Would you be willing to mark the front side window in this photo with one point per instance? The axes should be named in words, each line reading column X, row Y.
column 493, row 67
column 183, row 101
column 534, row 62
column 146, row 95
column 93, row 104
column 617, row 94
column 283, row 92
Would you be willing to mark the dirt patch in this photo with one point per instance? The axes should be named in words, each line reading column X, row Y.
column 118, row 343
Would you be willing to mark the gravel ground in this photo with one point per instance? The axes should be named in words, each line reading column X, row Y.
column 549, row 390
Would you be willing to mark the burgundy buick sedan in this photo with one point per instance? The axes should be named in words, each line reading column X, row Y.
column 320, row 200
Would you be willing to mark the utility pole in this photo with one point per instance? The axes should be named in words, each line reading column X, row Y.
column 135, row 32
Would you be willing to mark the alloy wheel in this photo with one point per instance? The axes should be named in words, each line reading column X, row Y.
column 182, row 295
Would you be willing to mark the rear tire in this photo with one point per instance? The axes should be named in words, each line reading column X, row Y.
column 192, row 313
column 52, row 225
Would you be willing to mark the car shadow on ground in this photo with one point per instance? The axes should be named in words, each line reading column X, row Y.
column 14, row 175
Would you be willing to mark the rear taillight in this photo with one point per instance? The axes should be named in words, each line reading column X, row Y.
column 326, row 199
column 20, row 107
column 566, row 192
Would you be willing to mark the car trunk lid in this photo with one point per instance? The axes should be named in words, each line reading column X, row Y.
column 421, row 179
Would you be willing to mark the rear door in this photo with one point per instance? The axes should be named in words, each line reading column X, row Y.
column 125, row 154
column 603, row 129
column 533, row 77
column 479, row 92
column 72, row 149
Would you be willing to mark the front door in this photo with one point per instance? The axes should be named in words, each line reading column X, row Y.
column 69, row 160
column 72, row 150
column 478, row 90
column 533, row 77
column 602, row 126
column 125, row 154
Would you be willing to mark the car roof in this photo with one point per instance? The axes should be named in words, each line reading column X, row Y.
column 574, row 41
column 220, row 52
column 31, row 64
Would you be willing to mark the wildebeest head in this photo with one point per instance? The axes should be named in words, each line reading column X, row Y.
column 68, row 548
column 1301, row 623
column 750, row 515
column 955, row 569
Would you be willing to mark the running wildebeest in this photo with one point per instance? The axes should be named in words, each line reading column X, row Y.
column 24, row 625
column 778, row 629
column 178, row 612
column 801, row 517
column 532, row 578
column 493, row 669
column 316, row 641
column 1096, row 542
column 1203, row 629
━━━━
→ EXERCISE OBJECTIVE:
After reading the listing, write out every line of it exactly.

→ SOLUTION FOR THIS TASK:
Would you be willing to mark the front side window in this photo with one point per instance? The axes should be named in words, each line reading column X, row Y.
column 493, row 67
column 183, row 101
column 534, row 62
column 146, row 95
column 93, row 104
column 617, row 94
column 283, row 92
Would you be willing to mark the dirt patch in this photo with one point per instance? The axes should be named in words, each line reading column X, row Y.
column 118, row 343
Would you be willing to mark the gravel ground in this photo with one point per instance? The axes should be named in words, each line reading column X, row Y.
column 549, row 390
Would you be willing to mark the burgundy buick sedan in this photo with one point per instance? The axes should be named in words, each line reading column X, row Y.
column 320, row 200
Would you be willing to mark the utility pole in this photo with one point per instance? The axes should be named in words, each line reading column X, row Y.
column 135, row 32
Would you be willing to mark the alloy wheel in this photo with one point per instance? The axes should be named in words, each line reading column X, row Y.
column 182, row 295
Would you be willing to mark the rear tire in this photo with one point per instance? The axes should be named in words, each line reading column X, row Y.
column 192, row 313
column 52, row 225
Would you be willing to mark the car shadow on ground in this photo with one point per instance? The axes should be named in words, each line reading column X, row Y.
column 14, row 175
Would you be willing to mark the rear taillight in this photo with one point per instance? The axes should be named in words, each line reading column X, row Y.
column 326, row 199
column 20, row 107
column 566, row 192
Would you be willing to mark the car trunk lid in this photo with one point per instance? The axes should be named in words, each line reading column X, row Y.
column 421, row 179
Would you be willing to mark the rear door in this photo with one point per instance? The axes should be named in words, each line reading column X, row Y.
column 125, row 154
column 603, row 129
column 533, row 77
column 479, row 92
column 72, row 149
Would you be willing to mark the front door in this photo with one point per instance? The axes should be named in words, each line reading column X, row Y.
column 69, row 160
column 72, row 150
column 478, row 90
column 533, row 77
column 602, row 126
column 125, row 154
Would you be willing to mark the car roof in this photo with one point per instance? The axes should be named in words, each line reading column X, row Y.
column 574, row 41
column 220, row 52
column 31, row 64
Would you be willing to mark the wildebeest head in this photo with one point per instance? The axes should be named in words, each line reading column X, row Y.
column 68, row 548
column 1301, row 623
column 750, row 515
column 955, row 569
Would you be willing to mark the running wildebeest in this photo with one point per instance? The axes should be named in words, each line reading column X, row Y.
column 24, row 625
column 778, row 629
column 178, row 612
column 801, row 517
column 532, row 578
column 493, row 669
column 316, row 641
column 1096, row 542
column 1203, row 629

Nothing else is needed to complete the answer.